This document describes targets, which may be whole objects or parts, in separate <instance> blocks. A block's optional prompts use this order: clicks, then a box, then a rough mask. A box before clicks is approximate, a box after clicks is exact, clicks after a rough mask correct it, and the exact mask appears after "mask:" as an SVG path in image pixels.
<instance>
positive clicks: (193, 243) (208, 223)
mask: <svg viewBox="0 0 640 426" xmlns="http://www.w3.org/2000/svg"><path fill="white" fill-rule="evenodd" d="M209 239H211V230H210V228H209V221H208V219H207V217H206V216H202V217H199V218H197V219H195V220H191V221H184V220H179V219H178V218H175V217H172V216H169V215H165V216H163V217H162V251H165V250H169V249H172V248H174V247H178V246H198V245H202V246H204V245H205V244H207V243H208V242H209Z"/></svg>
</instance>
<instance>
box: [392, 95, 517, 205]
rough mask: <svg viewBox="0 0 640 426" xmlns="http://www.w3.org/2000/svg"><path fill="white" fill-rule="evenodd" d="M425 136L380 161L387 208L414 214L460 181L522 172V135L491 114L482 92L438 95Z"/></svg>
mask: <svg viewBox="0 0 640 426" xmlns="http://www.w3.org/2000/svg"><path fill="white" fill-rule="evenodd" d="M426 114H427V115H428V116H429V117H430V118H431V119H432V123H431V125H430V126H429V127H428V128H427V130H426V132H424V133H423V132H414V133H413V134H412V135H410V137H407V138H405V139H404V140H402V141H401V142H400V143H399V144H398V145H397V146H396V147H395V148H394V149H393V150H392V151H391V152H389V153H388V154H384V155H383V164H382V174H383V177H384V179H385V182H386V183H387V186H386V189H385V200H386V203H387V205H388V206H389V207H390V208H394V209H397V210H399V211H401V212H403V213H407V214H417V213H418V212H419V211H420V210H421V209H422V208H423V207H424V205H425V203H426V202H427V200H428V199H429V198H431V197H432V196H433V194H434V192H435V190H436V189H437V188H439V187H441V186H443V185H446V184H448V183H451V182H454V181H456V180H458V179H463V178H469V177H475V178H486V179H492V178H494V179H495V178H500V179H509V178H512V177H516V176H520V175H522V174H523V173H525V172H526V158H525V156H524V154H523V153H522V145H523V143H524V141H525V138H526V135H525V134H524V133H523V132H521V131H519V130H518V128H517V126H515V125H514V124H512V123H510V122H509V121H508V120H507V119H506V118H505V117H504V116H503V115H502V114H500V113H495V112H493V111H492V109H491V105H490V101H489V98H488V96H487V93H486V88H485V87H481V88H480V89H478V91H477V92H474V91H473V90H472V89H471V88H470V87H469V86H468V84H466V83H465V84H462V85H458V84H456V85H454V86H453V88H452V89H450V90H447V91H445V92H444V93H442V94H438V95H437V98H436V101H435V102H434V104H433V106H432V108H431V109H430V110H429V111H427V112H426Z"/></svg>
+===+
- [Problem]
Produce a word-for-word copy of all the entries above.

- [Your solution]
This document describes targets, which may be whole objects or parts, in separate <instance> blocks. A block's optional prompts use this order: clicks, then a box, then a rough mask. A box before clicks is approximate, a box after clicks is exact, clicks after a rough mask correct it, and the exact mask appears after "mask:" as an SVG path in image pixels.
<instance>
positive clicks: (193, 243) (208, 223)
mask: <svg viewBox="0 0 640 426" xmlns="http://www.w3.org/2000/svg"><path fill="white" fill-rule="evenodd" d="M209 239H211V230H210V228H209V221H208V219H207V217H206V216H202V217H199V218H197V219H195V220H191V221H184V220H179V219H178V218H175V217H172V216H169V215H165V216H163V217H162V251H165V250H169V249H172V248H174V247H178V246H198V245H202V246H204V245H205V244H207V243H208V242H209Z"/></svg>
</instance>
<instance>
box: [392, 95, 517, 205]
rough mask: <svg viewBox="0 0 640 426" xmlns="http://www.w3.org/2000/svg"><path fill="white" fill-rule="evenodd" d="M425 136L380 161L387 208L414 214L460 181L522 172V135L491 114L482 92L438 95Z"/></svg>
mask: <svg viewBox="0 0 640 426" xmlns="http://www.w3.org/2000/svg"><path fill="white" fill-rule="evenodd" d="M426 114H427V115H428V116H429V117H430V118H431V119H432V123H431V125H430V126H429V127H428V128H427V130H426V132H424V133H423V132H414V133H413V134H412V135H410V137H407V138H405V139H404V140H402V141H401V142H400V143H399V144H398V145H397V146H396V147H395V148H394V149H393V150H392V151H391V152H389V153H388V154H384V155H383V164H382V174H383V177H384V179H385V182H386V183H387V186H386V189H385V200H386V203H387V205H388V206H389V207H390V208H394V209H397V210H399V211H401V212H403V213H407V214H417V213H418V212H419V211H420V210H421V209H422V208H423V207H424V205H425V203H426V202H427V200H428V199H429V198H431V197H432V196H433V194H434V192H435V190H436V189H437V188H439V187H441V186H443V185H446V184H448V183H451V182H454V181H456V180H458V179H463V178H469V177H475V178H486V179H492V178H494V179H495V178H500V179H509V178H512V177H516V176H520V175H522V174H523V173H525V172H526V158H525V156H524V154H523V153H522V145H523V143H524V141H525V138H526V135H525V134H524V133H523V132H521V131H519V130H518V128H517V126H515V125H514V124H512V123H510V122H509V121H508V120H507V119H506V118H505V117H504V116H503V115H502V114H500V113H495V112H493V111H492V109H491V105H490V101H489V98H488V96H487V93H486V88H485V87H481V88H480V89H478V91H477V92H474V91H473V90H472V89H471V88H470V87H469V86H468V84H466V83H465V84H462V85H458V84H456V85H454V86H453V88H452V89H450V90H447V91H445V92H444V93H442V94H438V95H437V98H436V101H435V102H434V104H433V106H432V108H431V109H430V110H429V111H427V112H426Z"/></svg>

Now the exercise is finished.